SET TASK
Reproduce verbatim the portion of the passage on women in policing that runs from "The physical fitness test fallacy" up to and including "disparities in policing.".

PASSAGE SHOWN
..............................

Todak, now an associate professor of criminal justice at University of Alabama at Birmingham, seemed to agree. "Clearly the same exact strategies for addressing all the policing problems that we see in the news every day are not working," Todak noted.
"When we diversify, especially up the ranks, the number one benefit is people bringing in new ideas and then testing them," she said.
The physical fitness test fallacy
Women's challenges in law enforcement begin long before they're allowed on the force.
"We have recruitment practices in policing which overemphasize upper body strength," said Rabe-Hemp. "It just disadvantages women," she added.
"There's no empirical research that suggests being able to deadlift weight is linked to success in policing."
While women made up about 20% of the police academy in Newark, New Jersey, for example, they were being dismissed from training at rates between 65% and 80%, according to Ivonne Roman, a retired police chief from the city who now works at the Center for Policing Equity, which researches disparities in policing.
It wasn't always that way. Women and men used to fail the physical fitness tests in New Jersey at a similar rate, with between 2% and 4% of women failing and 1% of men failing. A joint investigation by USA Today and the Asbury Park Press last year revealed when the New Jersey's Police Training Commission changed the strength requirement in 2017, failure rates among female recruits skyrocketed, with women failing up to 13 times as often as men did.

..............................

Records from a point-labeling set
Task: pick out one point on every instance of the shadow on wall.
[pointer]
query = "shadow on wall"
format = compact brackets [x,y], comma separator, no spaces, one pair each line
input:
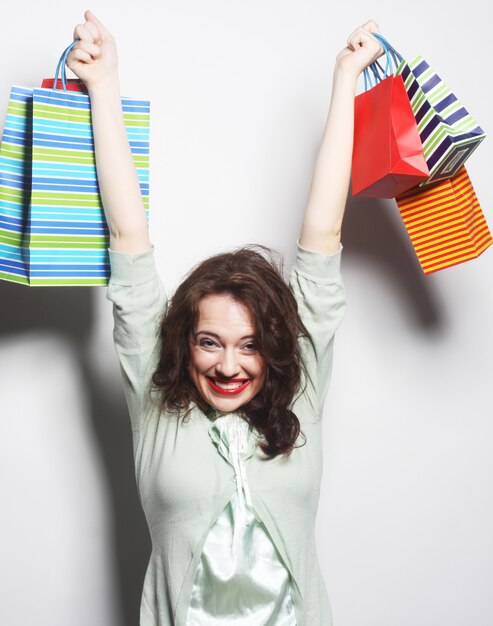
[374,233]
[69,312]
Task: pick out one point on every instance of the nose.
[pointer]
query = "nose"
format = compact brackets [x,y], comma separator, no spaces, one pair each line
[228,366]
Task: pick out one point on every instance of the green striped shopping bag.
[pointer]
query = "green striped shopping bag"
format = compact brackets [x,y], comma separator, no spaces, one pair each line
[52,225]
[448,131]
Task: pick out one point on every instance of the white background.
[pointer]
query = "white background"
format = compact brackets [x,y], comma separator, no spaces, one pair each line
[240,93]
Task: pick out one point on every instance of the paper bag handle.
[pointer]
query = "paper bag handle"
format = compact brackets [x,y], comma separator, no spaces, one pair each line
[392,56]
[61,68]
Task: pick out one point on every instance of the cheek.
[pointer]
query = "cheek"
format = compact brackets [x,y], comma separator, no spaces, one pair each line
[199,360]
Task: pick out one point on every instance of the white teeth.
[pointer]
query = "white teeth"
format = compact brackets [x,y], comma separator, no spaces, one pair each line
[229,386]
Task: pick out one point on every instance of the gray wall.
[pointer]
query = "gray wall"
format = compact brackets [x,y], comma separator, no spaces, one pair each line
[239,92]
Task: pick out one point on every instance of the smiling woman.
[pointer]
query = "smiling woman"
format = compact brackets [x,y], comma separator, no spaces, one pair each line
[226,393]
[224,363]
[230,340]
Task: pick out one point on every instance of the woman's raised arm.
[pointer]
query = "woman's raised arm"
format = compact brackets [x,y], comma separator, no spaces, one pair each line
[94,60]
[321,230]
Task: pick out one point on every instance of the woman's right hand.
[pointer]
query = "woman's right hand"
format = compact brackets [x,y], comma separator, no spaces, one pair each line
[94,58]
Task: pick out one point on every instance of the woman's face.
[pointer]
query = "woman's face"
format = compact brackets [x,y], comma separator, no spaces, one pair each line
[225,365]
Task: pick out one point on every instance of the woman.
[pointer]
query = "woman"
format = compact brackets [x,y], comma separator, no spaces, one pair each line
[226,386]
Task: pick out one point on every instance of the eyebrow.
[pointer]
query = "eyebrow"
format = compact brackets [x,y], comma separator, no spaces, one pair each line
[208,332]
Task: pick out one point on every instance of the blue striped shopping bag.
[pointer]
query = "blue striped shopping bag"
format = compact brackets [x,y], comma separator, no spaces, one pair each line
[52,225]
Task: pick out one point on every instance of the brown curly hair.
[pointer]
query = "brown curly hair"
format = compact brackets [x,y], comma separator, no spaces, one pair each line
[256,282]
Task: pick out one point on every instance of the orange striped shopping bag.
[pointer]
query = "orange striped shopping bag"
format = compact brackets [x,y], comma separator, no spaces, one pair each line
[445,223]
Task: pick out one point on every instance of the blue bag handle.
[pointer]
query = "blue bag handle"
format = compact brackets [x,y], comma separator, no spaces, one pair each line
[61,68]
[379,74]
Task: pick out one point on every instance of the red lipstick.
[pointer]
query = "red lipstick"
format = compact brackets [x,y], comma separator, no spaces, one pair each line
[229,392]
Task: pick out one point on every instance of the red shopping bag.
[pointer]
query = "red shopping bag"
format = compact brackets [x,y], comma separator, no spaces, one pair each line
[388,154]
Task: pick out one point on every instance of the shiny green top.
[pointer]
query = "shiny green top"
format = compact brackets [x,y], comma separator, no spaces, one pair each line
[241,579]
[182,504]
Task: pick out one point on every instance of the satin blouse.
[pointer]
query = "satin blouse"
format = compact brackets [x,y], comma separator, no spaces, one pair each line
[241,578]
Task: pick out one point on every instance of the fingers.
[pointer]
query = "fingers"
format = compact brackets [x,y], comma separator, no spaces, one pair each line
[92,19]
[358,35]
[79,55]
[87,32]
[92,30]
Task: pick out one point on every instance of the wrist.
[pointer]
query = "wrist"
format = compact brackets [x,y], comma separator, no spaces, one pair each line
[344,72]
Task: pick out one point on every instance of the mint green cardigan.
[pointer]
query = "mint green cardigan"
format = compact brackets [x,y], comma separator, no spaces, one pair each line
[184,483]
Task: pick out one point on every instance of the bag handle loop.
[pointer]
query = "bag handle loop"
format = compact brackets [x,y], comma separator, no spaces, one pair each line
[61,67]
[393,58]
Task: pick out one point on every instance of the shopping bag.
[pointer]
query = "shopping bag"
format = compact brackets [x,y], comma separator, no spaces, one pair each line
[448,131]
[445,223]
[387,151]
[52,225]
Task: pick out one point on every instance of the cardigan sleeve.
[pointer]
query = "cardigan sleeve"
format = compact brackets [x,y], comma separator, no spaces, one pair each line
[318,288]
[139,303]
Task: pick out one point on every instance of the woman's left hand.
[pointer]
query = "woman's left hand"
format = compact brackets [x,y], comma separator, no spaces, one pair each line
[362,50]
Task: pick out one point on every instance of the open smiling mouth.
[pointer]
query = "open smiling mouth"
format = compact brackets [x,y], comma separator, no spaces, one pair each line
[230,387]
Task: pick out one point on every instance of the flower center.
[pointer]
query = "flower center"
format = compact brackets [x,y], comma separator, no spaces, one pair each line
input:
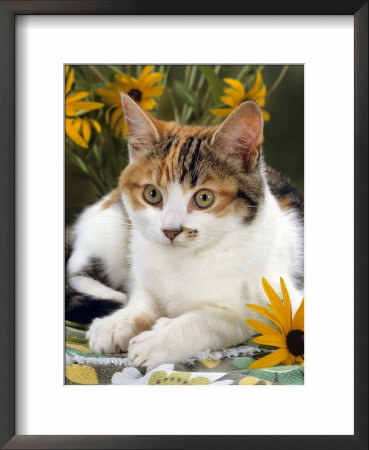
[295,342]
[135,94]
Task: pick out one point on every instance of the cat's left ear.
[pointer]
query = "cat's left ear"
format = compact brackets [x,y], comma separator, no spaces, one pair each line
[240,134]
[142,132]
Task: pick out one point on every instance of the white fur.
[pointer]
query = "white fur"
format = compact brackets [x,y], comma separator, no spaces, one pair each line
[194,293]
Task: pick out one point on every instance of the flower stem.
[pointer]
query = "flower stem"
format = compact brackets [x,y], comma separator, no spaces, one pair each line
[174,106]
[277,81]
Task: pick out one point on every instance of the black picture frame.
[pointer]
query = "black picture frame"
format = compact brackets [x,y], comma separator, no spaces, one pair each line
[8,12]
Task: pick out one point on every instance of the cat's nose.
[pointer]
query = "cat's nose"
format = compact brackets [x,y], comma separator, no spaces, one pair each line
[171,234]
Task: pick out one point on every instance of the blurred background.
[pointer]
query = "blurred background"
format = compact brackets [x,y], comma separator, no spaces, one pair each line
[95,143]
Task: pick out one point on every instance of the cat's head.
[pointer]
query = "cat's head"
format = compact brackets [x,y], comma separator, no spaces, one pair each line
[186,186]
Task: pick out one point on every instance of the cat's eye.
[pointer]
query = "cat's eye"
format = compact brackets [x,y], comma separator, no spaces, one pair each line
[152,195]
[204,198]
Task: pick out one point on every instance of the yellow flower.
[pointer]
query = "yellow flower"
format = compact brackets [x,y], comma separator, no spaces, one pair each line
[289,338]
[236,94]
[78,128]
[141,90]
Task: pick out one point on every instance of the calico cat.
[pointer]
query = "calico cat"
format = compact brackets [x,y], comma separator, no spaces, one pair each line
[176,251]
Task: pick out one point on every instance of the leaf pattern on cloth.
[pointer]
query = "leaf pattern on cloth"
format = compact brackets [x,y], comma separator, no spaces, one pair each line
[228,366]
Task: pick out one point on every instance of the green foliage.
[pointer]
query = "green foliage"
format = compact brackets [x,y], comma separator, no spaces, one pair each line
[191,94]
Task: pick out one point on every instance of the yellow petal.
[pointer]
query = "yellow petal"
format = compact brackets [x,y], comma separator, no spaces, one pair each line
[274,341]
[85,106]
[221,112]
[237,97]
[72,133]
[96,125]
[270,360]
[237,85]
[150,80]
[298,320]
[109,96]
[254,90]
[155,91]
[266,115]
[81,374]
[77,124]
[263,328]
[70,79]
[76,96]
[86,130]
[266,313]
[145,72]
[148,104]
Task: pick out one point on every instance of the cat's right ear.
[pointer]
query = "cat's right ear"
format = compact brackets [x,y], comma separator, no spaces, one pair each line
[142,132]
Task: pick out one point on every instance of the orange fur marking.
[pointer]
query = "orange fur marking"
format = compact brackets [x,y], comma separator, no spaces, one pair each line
[114,197]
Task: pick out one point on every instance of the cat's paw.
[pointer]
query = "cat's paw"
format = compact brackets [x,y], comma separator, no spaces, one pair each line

..............................

OUTPUT BELOW
The physical fitness test fallacy
Women's challenges in law enforcement begin long before they're allowed on the force.
"We have recruitment practices in policing which overemphasize upper body strength," said Rabe-Hemp. "It just disadvantages women," she added.
"There's no empirical research that suggests being able to deadlift weight is linked to success in policing."
While women made up about 20% of the police academy in Newark, New Jersey, for example, they were being dismissed from training at rates between 65% and 80%, according to Ivonne Roman, a retired police chief from the city who now works at the Center for Policing Equity, which researches disparities in policing.